* **WHAT THIS TASK INVOLVES**
Only the lines of the data below from the one with "Exercise. Pick out the wooden fence in" through the one with "Exercise. Pick out the dark roof" are wanted. Repeat them exactly.

* **SOURCE INFORMATION**
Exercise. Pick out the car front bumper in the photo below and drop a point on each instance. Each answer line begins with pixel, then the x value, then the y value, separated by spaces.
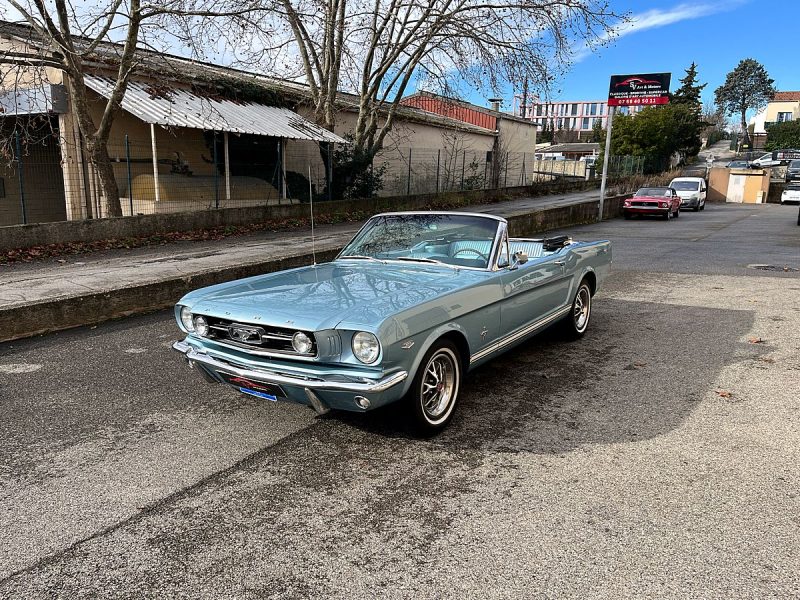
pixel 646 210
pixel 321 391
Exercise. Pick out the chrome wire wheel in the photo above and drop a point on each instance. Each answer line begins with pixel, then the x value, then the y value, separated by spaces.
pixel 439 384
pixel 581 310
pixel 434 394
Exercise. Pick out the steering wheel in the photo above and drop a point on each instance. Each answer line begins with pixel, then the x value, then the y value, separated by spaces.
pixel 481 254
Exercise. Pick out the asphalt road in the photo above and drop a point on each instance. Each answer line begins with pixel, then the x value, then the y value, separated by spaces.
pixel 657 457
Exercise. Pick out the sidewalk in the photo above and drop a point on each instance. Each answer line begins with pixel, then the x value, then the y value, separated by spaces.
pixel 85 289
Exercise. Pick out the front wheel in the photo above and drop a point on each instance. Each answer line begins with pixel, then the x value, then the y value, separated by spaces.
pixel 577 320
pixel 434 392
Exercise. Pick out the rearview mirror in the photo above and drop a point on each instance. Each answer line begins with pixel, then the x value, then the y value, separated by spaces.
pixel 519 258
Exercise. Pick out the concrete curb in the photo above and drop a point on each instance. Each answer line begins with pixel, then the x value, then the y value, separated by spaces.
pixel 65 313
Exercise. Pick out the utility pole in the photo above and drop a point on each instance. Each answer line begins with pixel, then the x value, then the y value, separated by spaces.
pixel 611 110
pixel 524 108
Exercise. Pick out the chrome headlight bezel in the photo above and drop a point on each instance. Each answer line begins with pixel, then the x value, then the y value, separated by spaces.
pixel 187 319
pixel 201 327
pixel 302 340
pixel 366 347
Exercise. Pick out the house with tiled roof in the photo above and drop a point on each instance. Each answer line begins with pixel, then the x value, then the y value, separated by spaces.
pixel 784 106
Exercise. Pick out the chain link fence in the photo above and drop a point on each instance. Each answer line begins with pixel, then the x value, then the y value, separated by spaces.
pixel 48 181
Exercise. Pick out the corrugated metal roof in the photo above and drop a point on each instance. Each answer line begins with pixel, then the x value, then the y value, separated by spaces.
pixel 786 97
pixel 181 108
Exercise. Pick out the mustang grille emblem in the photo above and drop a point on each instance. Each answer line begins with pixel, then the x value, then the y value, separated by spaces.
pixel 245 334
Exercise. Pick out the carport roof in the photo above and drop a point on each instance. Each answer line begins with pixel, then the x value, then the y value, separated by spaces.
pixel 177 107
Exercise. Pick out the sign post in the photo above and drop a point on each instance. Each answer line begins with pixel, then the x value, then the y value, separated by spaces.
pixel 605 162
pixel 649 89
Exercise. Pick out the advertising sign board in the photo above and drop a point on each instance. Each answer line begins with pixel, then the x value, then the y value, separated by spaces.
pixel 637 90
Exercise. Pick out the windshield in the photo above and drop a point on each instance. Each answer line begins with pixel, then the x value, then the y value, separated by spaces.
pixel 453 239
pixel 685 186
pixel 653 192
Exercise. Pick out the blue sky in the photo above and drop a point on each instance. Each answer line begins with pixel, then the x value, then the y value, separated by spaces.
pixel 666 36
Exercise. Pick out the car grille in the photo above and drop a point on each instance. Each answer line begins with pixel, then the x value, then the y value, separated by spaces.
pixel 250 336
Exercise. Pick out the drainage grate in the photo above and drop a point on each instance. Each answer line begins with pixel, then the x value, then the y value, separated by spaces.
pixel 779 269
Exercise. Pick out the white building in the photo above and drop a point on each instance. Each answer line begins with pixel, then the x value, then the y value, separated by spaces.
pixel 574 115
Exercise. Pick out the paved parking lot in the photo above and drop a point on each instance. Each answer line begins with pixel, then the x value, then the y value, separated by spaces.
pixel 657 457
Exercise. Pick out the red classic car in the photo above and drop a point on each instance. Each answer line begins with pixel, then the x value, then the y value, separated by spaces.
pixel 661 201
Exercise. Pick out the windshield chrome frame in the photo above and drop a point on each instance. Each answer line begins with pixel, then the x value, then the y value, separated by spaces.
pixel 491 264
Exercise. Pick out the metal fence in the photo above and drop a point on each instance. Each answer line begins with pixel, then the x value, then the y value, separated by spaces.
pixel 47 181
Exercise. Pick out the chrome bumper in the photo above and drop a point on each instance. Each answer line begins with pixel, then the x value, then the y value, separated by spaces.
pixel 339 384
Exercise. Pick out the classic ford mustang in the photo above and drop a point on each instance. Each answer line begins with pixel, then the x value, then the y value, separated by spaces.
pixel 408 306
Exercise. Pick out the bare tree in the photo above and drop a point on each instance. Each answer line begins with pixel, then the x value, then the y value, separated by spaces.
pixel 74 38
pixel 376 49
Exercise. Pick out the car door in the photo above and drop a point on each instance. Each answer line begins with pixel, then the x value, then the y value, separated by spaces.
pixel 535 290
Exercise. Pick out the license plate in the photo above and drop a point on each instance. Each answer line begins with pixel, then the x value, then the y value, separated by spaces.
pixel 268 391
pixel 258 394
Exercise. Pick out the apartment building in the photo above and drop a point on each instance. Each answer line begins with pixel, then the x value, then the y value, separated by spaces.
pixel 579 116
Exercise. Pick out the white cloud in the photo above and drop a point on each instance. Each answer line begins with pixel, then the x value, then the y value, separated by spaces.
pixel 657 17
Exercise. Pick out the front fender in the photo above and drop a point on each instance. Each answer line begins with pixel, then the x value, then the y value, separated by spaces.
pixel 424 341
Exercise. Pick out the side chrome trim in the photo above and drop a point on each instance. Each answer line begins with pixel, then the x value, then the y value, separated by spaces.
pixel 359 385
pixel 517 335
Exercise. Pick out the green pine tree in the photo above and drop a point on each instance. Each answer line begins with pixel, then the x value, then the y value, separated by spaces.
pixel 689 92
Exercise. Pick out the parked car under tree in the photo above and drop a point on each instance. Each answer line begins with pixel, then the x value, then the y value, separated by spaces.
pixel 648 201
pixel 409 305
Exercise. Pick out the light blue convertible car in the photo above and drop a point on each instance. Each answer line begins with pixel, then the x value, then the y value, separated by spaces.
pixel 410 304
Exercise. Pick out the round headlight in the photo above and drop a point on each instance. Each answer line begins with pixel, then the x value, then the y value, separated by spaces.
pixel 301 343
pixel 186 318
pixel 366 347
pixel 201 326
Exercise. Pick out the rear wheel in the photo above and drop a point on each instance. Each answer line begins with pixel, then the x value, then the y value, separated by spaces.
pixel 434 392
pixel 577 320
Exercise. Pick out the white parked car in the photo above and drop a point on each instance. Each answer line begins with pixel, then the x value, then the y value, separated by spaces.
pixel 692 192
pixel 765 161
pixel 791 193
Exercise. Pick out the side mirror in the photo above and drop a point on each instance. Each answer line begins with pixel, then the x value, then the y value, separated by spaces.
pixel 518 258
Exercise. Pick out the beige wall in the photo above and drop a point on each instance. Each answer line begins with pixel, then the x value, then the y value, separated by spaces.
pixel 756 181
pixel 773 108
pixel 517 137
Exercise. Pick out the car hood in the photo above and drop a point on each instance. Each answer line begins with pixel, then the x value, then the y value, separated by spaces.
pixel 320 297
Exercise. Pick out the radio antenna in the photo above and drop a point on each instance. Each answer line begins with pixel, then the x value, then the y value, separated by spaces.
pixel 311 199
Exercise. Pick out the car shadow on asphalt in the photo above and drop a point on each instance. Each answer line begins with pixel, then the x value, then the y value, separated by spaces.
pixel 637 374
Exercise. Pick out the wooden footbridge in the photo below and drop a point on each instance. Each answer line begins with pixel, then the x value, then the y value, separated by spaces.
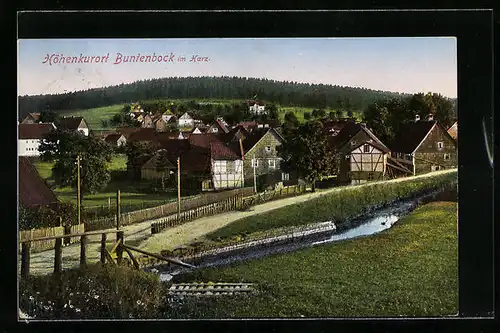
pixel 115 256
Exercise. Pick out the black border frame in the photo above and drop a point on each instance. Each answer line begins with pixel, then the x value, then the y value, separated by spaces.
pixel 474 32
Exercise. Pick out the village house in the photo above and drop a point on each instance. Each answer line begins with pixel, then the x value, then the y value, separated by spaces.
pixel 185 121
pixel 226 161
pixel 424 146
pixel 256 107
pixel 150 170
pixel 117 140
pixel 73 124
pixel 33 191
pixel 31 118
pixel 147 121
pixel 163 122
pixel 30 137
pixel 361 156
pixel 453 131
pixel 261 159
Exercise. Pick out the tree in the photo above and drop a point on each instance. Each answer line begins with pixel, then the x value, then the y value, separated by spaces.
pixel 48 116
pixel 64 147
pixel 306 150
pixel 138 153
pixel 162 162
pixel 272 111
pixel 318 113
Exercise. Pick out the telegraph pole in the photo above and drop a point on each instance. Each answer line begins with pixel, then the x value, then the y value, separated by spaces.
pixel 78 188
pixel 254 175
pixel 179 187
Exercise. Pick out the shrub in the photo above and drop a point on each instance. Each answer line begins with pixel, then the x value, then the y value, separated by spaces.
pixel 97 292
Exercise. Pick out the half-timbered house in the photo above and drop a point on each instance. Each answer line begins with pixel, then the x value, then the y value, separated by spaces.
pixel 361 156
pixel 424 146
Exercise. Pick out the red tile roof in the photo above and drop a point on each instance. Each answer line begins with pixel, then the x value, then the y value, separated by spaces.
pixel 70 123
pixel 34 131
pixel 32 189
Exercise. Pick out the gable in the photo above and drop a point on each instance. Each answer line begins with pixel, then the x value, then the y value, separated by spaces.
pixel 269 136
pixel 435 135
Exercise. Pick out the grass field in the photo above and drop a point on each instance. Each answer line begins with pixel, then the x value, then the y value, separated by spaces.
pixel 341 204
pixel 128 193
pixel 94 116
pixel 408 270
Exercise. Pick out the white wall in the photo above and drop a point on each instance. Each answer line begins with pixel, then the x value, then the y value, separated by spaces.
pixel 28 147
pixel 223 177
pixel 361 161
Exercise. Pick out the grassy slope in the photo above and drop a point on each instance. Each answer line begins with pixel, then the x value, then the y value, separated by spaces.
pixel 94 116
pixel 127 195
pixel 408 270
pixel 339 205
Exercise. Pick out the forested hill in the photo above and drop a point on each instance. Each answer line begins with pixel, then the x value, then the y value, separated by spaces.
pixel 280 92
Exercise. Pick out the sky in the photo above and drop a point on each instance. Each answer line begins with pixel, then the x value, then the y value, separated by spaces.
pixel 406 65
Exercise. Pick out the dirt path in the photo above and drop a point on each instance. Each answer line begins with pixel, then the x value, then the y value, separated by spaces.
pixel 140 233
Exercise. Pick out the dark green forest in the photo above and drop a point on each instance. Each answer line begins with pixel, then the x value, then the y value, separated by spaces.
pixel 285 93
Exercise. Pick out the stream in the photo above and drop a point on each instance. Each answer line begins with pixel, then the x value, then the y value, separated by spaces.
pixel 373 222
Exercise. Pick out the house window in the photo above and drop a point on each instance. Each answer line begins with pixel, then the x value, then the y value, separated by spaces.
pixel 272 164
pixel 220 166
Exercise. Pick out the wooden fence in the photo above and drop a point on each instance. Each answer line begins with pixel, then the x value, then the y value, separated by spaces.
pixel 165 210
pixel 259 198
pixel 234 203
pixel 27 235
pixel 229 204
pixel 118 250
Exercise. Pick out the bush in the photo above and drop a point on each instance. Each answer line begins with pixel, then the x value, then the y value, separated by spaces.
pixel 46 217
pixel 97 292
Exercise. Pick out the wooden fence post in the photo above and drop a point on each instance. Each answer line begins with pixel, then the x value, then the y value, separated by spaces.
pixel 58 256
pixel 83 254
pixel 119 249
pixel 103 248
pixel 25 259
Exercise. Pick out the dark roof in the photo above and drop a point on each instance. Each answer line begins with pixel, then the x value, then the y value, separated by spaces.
---
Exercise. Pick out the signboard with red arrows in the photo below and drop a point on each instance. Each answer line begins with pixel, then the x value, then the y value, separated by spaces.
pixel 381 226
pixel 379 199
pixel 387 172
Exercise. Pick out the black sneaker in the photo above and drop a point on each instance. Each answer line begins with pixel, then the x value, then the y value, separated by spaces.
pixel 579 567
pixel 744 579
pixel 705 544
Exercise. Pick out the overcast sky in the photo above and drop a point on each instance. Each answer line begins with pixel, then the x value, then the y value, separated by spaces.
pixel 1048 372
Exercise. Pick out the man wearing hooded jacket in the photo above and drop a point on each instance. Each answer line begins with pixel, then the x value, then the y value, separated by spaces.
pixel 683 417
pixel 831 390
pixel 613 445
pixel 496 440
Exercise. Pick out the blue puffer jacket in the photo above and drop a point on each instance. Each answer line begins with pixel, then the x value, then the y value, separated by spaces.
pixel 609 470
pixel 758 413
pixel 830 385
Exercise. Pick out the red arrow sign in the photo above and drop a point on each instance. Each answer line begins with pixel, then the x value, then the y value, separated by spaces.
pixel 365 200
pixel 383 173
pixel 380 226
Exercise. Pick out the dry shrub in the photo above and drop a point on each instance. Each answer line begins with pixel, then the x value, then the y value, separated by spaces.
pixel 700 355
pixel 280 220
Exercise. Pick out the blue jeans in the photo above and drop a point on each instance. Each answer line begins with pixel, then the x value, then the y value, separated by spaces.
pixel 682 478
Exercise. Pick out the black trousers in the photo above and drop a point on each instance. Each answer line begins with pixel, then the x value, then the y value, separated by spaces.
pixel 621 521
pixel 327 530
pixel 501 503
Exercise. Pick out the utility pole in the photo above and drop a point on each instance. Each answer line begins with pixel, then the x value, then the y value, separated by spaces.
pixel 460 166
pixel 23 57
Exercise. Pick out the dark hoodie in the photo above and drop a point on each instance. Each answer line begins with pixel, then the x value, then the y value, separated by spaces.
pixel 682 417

* **ANSWER FOR THIS EXERCISE**
Exercise. Pick out the wooden fence in the photo above and drop a point on each instance. Each answer line begins with pixel, then the x value, then the y value, separated by spaces.
pixel 165 210
pixel 259 198
pixel 234 203
pixel 27 235
pixel 229 204
pixel 118 250
Exercise. Pick out the bush in the photo above and drop a point on each instance. Each answer line begins with pixel, then the x value, then the y value, separated by spaces.
pixel 46 217
pixel 97 292
Exercise. Pick out the wooden fence post in the photo above and drop a point on each instance. Each answer line begins with pixel, then the x value, then the y value, separated by spaces.
pixel 58 256
pixel 83 254
pixel 119 249
pixel 103 248
pixel 25 259
Exercise. Pick out the dark roof in the photo above and drop a point on each instance. Each answer line begins with pixel, then the x value, then the y value, separated by spaces.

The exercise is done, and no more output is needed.